## TASK ITEM
Each line of the data that mentions the string "ridge" needs to be identified and copied.

## DATA LISTING
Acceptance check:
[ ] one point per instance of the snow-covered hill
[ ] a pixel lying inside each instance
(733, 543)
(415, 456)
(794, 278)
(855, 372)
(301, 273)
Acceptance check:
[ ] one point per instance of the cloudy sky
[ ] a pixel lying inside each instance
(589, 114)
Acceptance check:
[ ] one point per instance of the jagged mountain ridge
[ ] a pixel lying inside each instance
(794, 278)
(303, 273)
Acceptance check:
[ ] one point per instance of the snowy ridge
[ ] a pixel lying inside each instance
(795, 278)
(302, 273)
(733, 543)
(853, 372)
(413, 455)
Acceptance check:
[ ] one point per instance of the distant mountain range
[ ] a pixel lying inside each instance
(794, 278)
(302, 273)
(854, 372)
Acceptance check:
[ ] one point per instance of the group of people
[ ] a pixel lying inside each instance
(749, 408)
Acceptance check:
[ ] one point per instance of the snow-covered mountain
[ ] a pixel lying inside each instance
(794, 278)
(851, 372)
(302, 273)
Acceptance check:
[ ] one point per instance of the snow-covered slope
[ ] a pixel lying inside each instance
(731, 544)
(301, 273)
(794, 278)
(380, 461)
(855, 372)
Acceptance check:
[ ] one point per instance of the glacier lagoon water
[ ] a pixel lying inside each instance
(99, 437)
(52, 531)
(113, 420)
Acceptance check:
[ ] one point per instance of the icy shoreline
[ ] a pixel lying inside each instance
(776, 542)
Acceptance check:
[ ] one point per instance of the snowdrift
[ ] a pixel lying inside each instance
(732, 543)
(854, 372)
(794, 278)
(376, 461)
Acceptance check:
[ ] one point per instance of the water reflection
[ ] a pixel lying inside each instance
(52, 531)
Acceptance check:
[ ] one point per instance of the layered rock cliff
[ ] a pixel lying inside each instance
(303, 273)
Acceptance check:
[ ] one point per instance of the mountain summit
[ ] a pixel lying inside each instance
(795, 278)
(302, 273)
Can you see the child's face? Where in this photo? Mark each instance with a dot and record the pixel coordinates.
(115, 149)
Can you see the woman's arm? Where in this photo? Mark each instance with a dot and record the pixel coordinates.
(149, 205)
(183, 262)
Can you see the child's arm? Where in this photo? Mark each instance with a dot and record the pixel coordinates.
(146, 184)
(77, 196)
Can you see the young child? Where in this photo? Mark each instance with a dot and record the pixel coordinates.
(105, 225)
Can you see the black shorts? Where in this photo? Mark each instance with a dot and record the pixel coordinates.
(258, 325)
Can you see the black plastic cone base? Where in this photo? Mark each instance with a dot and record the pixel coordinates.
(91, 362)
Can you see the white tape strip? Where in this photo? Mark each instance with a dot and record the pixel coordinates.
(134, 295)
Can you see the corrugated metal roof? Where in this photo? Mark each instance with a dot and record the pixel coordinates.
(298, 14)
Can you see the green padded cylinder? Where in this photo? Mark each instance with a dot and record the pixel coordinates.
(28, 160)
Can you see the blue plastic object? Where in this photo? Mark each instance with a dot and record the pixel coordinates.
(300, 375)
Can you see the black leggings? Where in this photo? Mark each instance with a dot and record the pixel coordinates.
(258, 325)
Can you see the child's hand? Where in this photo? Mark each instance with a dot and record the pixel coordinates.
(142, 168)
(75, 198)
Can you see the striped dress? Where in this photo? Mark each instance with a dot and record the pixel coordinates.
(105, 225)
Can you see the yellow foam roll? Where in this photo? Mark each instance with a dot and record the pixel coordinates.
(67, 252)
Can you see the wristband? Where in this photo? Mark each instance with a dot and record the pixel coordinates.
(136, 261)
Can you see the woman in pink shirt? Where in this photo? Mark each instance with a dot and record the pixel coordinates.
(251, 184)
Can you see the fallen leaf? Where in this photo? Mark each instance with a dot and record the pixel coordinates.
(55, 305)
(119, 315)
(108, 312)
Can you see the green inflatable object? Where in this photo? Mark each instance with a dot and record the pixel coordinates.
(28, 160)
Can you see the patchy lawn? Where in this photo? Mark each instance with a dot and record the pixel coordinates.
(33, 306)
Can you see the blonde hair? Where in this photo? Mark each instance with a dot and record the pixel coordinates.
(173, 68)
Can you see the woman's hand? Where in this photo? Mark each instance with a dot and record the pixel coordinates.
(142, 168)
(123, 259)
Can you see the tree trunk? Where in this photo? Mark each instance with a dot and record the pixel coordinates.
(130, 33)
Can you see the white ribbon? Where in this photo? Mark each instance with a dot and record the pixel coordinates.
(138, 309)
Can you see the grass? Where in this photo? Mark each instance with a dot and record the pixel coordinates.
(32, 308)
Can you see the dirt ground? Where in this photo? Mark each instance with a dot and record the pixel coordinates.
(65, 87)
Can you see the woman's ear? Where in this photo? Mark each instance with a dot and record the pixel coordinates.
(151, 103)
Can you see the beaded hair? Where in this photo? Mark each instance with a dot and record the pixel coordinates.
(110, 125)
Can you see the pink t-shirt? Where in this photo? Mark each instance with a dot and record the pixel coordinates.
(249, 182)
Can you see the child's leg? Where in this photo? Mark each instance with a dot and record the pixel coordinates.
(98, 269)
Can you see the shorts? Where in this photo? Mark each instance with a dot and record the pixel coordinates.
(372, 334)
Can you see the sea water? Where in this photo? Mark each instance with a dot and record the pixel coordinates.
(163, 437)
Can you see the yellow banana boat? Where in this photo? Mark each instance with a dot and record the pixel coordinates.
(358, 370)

## FINISHED EXERCISE
[ ] one point per instance of the jagged mountain ridge
[ ] one point per instance of the snowy ridge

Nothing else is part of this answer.